Input rows:
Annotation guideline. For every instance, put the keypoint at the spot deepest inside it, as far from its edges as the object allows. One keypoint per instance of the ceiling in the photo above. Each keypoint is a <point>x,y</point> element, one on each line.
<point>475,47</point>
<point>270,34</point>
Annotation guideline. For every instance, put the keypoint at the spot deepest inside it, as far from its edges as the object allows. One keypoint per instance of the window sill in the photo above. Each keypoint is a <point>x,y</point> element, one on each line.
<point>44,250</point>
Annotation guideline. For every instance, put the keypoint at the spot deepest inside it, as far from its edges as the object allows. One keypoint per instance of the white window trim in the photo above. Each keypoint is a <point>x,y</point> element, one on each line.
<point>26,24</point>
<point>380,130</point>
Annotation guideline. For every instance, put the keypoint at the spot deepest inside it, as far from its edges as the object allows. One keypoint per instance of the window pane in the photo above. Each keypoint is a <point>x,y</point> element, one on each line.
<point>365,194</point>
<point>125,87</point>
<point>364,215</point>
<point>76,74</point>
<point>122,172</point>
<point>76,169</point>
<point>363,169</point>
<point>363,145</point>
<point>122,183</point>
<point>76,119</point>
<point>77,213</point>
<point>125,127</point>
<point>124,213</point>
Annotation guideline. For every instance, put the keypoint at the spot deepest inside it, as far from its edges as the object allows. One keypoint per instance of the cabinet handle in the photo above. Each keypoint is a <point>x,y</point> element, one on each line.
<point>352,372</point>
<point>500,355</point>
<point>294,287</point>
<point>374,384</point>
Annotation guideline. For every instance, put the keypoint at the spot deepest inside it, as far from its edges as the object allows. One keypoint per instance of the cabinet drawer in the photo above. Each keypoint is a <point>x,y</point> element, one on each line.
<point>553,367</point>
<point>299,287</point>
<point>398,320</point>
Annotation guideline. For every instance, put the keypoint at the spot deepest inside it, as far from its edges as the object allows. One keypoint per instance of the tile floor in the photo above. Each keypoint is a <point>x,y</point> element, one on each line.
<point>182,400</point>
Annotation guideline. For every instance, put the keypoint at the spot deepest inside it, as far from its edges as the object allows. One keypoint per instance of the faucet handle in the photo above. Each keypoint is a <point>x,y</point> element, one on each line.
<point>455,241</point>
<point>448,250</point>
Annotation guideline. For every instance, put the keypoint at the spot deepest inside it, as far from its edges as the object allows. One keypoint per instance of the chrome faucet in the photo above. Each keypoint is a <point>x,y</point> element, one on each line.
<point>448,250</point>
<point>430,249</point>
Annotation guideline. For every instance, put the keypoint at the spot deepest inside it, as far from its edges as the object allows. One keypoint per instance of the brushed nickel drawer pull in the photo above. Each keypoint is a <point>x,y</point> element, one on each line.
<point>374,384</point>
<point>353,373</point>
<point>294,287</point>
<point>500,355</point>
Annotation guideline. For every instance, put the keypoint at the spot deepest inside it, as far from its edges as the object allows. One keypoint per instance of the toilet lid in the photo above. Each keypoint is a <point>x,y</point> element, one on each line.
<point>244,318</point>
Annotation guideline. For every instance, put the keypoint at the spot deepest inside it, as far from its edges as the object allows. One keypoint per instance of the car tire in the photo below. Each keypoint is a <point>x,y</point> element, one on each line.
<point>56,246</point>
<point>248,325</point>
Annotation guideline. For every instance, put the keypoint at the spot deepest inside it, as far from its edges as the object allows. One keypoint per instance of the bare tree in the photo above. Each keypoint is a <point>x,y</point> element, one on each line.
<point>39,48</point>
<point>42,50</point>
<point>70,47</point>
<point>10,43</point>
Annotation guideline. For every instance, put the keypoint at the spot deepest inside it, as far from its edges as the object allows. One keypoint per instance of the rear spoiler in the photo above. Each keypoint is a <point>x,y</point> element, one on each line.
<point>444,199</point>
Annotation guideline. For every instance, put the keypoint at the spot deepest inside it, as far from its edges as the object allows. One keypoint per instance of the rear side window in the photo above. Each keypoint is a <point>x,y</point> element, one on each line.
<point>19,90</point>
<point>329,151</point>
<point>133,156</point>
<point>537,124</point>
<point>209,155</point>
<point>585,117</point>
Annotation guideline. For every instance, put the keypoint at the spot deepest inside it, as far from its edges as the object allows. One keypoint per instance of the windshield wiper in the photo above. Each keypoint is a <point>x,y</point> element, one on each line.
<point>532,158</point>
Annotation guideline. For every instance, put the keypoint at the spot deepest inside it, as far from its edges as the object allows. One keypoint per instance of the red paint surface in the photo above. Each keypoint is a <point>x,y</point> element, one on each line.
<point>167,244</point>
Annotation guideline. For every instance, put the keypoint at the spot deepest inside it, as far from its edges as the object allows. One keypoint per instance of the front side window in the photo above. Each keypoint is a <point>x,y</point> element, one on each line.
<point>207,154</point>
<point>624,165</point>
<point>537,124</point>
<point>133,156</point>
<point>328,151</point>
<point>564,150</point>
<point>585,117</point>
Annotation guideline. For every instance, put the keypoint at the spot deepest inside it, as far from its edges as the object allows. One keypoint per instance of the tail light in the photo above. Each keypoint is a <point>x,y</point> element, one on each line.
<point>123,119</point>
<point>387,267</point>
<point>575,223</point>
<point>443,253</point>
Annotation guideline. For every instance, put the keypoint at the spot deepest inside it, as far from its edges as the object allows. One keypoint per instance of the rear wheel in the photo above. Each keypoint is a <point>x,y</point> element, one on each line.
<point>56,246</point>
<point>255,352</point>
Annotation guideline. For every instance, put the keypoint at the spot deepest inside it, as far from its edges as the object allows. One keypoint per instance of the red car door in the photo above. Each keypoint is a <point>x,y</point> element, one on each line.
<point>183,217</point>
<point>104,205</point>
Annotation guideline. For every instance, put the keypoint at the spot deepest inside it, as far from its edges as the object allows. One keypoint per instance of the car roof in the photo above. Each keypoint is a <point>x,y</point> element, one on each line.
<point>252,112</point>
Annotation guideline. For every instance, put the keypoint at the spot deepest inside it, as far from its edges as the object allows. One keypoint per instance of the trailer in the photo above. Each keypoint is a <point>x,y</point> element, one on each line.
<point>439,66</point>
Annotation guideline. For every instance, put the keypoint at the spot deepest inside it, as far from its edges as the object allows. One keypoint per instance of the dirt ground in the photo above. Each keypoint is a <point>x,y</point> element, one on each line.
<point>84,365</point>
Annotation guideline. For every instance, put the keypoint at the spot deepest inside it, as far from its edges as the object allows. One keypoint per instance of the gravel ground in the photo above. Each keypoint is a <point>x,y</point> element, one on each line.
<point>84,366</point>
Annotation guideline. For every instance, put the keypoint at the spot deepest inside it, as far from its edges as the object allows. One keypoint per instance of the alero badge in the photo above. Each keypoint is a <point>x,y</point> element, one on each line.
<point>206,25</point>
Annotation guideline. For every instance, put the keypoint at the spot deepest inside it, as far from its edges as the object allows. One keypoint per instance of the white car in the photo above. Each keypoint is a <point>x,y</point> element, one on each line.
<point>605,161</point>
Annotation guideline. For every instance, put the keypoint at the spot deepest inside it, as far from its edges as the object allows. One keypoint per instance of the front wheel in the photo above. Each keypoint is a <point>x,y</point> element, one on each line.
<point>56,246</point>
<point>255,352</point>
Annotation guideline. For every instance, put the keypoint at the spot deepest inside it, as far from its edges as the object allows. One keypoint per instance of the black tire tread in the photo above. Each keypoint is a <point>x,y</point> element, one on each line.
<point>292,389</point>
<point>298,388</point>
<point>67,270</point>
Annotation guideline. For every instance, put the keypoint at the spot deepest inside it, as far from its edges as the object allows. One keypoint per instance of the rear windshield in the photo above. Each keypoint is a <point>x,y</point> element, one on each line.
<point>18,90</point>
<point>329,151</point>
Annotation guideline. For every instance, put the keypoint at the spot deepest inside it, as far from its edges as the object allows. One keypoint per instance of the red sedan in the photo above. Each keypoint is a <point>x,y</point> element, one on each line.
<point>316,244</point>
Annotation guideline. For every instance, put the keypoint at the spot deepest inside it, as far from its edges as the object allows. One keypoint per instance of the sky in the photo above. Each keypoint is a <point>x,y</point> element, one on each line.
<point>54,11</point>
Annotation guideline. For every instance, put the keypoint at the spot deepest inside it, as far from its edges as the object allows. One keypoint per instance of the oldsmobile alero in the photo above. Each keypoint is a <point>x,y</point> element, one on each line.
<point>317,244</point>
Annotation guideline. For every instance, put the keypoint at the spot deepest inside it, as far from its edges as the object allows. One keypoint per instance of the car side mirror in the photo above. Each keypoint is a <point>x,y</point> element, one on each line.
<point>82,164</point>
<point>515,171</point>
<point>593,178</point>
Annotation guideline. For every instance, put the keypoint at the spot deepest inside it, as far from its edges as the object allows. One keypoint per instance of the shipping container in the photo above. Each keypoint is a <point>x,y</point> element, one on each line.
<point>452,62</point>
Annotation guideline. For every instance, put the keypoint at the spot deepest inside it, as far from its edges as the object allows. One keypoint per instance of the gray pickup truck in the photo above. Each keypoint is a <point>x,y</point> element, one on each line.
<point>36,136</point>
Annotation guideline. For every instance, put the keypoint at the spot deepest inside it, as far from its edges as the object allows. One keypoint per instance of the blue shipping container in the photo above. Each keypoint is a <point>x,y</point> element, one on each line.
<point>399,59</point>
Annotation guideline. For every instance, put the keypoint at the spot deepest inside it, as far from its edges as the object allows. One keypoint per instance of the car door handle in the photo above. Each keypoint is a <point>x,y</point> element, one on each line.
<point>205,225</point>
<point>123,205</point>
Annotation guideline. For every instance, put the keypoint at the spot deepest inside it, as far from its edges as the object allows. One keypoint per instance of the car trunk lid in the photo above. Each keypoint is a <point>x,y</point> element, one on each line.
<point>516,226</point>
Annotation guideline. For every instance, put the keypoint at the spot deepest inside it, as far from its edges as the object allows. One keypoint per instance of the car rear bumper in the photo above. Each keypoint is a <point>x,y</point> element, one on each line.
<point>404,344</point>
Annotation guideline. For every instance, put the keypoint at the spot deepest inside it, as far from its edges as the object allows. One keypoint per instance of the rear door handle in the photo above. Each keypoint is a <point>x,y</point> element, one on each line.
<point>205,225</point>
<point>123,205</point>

Given exercise:
Swap "shipping container" for "cargo container" everywhere in the listing from the line with "the car side" to the line with "<point>404,344</point>", leaving everything else unchanged. Give back only those lines.

Response below:
Annotation guideline. For every instance, put the keypoint at the spot deepest inside it, as far from its edges as the object allows. One keypoint per instance of the car side mirror in the photo above. Each keypoint is a <point>x,y</point> element, one on each line.
<point>82,164</point>
<point>515,171</point>
<point>593,178</point>
Annotation guideline. For every instance, put the keypoint at the spot deepest inside it, as far from its edges as the object allows. One keypoint per instance of the cargo container in the photo above. Each keypoint is a <point>x,y</point> element, one on each line.
<point>452,62</point>
Annotation guideline. For every instance, put the keypoint at the spot deepest inside it, as far from its edges as the object allows. One keypoint per instance of the gray pickup truck in the photo above. Each keypoint is a <point>x,y</point> element, one on each line.
<point>36,136</point>
Annotation guideline. For every instance, put the keypoint at the spot deepest inside it, as far from its edges as the object allows. One keypoint per instance of the blue cargo container in the photo above. Each keypoint is a <point>x,y</point> element, one on each line.
<point>399,59</point>
Annotation guideline. For every instance, put the keypoint at the spot deepest inside it, as far from its edges as the object allows. One keypoint per instance of the car door handle in the photo above. Each keypoint is a <point>x,y</point> element, one on each line.
<point>205,225</point>
<point>123,205</point>
Annotation guideline. For every instance, put the keypoint at the spot deepest inside it, as far from its edges as the object allows. One keypoint per instance of the car trunk lid in the photo above. Each keypoint is a <point>x,y</point> element, one on each line.
<point>516,226</point>
Annotation guideline. For every instance, put the keypoint at the spot deepest inside it, as far from its edges as the object allows. One keypoint per instance of the car rear bumper in the photo above. Each keypoint is a <point>x,y</point> element, one on each line.
<point>404,344</point>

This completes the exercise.